▶ INFORMATION GIVEN
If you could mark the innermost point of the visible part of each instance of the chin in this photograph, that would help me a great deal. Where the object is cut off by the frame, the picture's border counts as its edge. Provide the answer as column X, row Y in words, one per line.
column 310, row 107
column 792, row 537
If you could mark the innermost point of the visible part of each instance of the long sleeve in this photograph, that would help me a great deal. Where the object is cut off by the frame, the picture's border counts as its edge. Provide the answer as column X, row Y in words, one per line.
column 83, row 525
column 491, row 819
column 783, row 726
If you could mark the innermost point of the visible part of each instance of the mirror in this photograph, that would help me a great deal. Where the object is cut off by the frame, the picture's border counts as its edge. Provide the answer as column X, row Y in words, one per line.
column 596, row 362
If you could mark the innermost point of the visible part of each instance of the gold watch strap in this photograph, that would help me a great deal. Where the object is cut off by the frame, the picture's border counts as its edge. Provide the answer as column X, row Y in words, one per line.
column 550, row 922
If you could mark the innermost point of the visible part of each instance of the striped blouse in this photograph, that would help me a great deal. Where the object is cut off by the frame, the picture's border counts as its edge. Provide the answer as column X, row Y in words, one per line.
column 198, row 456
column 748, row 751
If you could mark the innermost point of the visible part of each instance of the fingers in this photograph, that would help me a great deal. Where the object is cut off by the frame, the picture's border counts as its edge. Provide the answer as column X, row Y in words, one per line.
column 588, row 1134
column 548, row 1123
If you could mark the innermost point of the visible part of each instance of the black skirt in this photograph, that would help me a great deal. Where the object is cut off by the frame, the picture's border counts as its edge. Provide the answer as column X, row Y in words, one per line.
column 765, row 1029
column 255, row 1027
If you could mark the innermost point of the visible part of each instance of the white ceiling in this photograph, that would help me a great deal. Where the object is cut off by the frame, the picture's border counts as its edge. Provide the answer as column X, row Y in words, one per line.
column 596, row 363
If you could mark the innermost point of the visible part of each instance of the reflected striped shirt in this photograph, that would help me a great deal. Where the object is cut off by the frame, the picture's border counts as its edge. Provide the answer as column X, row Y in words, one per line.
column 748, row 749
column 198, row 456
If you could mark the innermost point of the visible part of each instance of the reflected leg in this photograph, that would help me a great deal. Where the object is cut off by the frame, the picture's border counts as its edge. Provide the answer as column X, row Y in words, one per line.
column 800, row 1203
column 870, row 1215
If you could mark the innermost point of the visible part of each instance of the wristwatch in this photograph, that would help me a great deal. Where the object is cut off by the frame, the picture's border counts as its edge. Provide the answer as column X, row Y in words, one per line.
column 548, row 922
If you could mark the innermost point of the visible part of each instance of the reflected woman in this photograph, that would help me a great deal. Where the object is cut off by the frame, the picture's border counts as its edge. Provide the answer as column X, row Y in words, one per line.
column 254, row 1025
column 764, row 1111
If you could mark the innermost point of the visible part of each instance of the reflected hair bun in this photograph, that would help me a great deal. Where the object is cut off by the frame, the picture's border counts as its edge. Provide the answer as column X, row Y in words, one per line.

▶ ABOUT THIS TASK
Transcribe, without alteration, the line that contains "the reflected leg" together with all lines after it in the listing above.

▶ EXERCISE SOLUTION
If you could mark the innermost point of the visible part of each instance of the reflected leg in this photograph, that would help me a great deal. Where the object is cut off by the frame, the picture's border counts as its edge. Provide the answer as column X, row Y in words, one per line.
column 800, row 1203
column 870, row 1215
If you could mark the innermost point of the visible part of each instance of the wristwatch in this photograph, that would help me a great deal. Where the object is cut off by the frame, the picture's border counts as its edge. Provide the answer as column X, row Y in words, one per line.
column 548, row 922
If you could mark the innermost point of the visible part of each instance of the reflected woman in this photograph, that would help me a great deal. Where the object is cut off by the frame, the picture's border counts as its edge. Provide the answer as column X, row Y in words, one per line.
column 254, row 1025
column 764, row 1111
If you could mark the innermost point of the visible part of each instance of the reflected hair bun in this photograph, that would help me a great deal. Where the object is cut off by the frame, the picture's border counts as its edge. Provide the answer as column X, row Y in words, one per line.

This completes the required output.